- **指示**
「trace **brown jacket**, every instance」を含む行で始まり「288 429 L 298」を含む行で終わる範囲を、「brown jacket」を「brown coat」に置き換えて更新し、ほかは変えずにその範囲だけを書き出してください。

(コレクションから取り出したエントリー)
::::::

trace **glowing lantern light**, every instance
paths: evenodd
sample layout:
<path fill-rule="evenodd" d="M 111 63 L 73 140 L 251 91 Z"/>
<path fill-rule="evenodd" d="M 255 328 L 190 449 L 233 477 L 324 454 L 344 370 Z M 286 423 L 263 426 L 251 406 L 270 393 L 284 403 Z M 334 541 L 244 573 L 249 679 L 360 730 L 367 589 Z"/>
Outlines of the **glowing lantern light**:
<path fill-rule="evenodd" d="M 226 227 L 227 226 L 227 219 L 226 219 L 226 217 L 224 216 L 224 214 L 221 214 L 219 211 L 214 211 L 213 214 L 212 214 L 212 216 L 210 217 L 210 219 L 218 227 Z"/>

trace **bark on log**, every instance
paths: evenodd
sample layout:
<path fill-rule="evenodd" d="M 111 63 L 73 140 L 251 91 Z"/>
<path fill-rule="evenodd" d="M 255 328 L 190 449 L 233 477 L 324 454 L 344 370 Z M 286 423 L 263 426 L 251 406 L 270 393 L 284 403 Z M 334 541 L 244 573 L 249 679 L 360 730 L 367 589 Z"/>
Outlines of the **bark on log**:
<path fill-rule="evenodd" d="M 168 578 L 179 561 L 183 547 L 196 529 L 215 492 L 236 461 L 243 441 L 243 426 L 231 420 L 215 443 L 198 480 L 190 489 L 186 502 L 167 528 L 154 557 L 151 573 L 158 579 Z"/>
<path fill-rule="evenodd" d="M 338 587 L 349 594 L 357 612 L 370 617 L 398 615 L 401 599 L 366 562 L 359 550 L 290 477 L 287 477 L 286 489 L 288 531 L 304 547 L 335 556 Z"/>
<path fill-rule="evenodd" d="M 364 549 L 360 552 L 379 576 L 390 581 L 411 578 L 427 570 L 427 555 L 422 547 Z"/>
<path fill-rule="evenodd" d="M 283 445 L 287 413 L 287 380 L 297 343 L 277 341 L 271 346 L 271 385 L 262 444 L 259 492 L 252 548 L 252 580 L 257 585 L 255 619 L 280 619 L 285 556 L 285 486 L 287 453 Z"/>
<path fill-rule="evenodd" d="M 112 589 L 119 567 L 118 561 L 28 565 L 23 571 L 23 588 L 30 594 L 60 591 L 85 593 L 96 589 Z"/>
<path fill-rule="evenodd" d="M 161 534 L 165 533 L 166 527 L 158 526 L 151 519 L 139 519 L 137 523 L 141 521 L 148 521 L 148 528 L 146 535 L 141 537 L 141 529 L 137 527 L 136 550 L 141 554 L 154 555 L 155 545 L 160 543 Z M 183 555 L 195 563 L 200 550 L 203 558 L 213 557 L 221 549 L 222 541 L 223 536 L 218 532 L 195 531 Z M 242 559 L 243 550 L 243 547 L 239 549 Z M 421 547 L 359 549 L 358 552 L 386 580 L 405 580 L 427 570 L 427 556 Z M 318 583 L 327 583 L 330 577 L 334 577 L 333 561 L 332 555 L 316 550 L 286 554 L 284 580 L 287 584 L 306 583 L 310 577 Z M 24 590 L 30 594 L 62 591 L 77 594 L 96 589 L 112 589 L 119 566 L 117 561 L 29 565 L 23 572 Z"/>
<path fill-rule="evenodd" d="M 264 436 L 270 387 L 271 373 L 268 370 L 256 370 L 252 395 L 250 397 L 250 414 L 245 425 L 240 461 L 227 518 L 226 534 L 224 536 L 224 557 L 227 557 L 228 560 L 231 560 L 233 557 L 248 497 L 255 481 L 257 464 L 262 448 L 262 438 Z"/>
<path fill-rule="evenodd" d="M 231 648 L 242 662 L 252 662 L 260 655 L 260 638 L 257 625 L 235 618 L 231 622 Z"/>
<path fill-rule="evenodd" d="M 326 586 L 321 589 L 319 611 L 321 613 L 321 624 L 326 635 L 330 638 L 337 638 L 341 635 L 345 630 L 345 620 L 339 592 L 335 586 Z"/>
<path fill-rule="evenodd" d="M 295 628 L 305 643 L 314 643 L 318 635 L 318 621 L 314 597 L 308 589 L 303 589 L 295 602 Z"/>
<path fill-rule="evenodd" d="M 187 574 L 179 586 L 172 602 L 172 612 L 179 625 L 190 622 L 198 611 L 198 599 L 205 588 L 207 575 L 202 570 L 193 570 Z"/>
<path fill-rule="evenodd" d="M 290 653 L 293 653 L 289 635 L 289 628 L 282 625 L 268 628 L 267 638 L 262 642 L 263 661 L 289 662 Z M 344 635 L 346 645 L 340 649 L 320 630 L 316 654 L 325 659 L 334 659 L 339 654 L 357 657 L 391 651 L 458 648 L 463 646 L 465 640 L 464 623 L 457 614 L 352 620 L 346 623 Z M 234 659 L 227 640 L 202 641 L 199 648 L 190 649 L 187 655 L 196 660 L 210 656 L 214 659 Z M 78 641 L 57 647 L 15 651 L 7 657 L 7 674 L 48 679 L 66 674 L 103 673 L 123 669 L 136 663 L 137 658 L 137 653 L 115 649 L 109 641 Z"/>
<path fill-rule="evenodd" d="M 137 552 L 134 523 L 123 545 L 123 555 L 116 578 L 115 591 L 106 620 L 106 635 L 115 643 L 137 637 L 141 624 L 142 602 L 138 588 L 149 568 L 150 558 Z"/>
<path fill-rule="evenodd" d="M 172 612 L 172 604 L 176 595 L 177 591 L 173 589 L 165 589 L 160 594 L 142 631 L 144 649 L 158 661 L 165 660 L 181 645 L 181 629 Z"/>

::::::

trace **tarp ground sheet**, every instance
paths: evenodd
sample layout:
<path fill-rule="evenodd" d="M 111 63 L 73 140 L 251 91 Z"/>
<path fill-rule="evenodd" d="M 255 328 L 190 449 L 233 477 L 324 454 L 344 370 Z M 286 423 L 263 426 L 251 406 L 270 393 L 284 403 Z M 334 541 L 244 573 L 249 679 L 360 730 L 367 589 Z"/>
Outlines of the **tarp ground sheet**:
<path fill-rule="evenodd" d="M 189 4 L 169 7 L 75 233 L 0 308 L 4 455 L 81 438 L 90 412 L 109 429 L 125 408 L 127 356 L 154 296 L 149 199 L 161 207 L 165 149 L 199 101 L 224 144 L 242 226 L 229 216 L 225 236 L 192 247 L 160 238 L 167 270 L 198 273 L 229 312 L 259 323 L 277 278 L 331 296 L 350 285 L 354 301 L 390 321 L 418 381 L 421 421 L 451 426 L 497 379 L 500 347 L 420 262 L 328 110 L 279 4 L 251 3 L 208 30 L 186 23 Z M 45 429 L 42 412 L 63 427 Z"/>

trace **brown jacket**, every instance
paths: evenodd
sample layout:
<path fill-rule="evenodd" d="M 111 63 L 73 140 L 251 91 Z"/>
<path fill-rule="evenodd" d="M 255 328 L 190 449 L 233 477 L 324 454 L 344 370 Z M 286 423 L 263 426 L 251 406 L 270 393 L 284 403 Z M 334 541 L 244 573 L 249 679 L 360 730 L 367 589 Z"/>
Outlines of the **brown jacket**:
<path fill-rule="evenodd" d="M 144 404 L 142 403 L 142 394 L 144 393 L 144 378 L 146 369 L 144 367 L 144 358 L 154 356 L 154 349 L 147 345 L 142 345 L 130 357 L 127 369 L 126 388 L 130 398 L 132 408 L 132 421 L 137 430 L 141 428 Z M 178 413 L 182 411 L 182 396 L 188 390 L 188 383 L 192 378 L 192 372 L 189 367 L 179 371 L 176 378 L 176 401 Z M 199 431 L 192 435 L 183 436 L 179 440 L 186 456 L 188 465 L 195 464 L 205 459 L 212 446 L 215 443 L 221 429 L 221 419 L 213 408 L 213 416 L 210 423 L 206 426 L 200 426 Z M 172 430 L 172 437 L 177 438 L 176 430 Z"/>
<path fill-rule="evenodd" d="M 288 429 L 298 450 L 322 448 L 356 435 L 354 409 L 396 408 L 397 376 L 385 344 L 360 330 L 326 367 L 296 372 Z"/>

::::::

- **解答**
trace **brown coat**, every instance
paths: evenodd
sample layout:
<path fill-rule="evenodd" d="M 111 63 L 73 140 L 251 91 Z"/>
<path fill-rule="evenodd" d="M 255 328 L 190 449 L 233 477 L 324 454 L 344 370 Z M 286 423 L 263 426 L 251 406 L 270 393 L 284 403 Z M 334 541 L 244 573 L 249 679 L 360 730 L 367 589 Z"/>
Outlines of the **brown coat**:
<path fill-rule="evenodd" d="M 144 404 L 142 403 L 142 394 L 144 393 L 144 378 L 146 369 L 144 367 L 144 358 L 154 356 L 154 349 L 147 345 L 142 345 L 130 357 L 127 369 L 126 388 L 130 398 L 132 408 L 132 421 L 137 430 L 141 428 Z M 178 413 L 182 411 L 182 396 L 188 390 L 188 383 L 192 378 L 192 372 L 189 367 L 179 371 L 176 378 L 176 401 Z M 199 431 L 192 435 L 183 436 L 179 440 L 186 456 L 188 465 L 195 464 L 205 459 L 212 446 L 215 443 L 221 429 L 221 419 L 213 408 L 213 416 L 210 423 L 206 426 L 200 426 Z M 172 430 L 172 437 L 177 438 L 176 430 Z"/>
<path fill-rule="evenodd" d="M 288 429 L 298 450 L 322 448 L 356 435 L 354 409 L 396 408 L 397 376 L 385 344 L 360 330 L 326 367 L 296 372 Z"/>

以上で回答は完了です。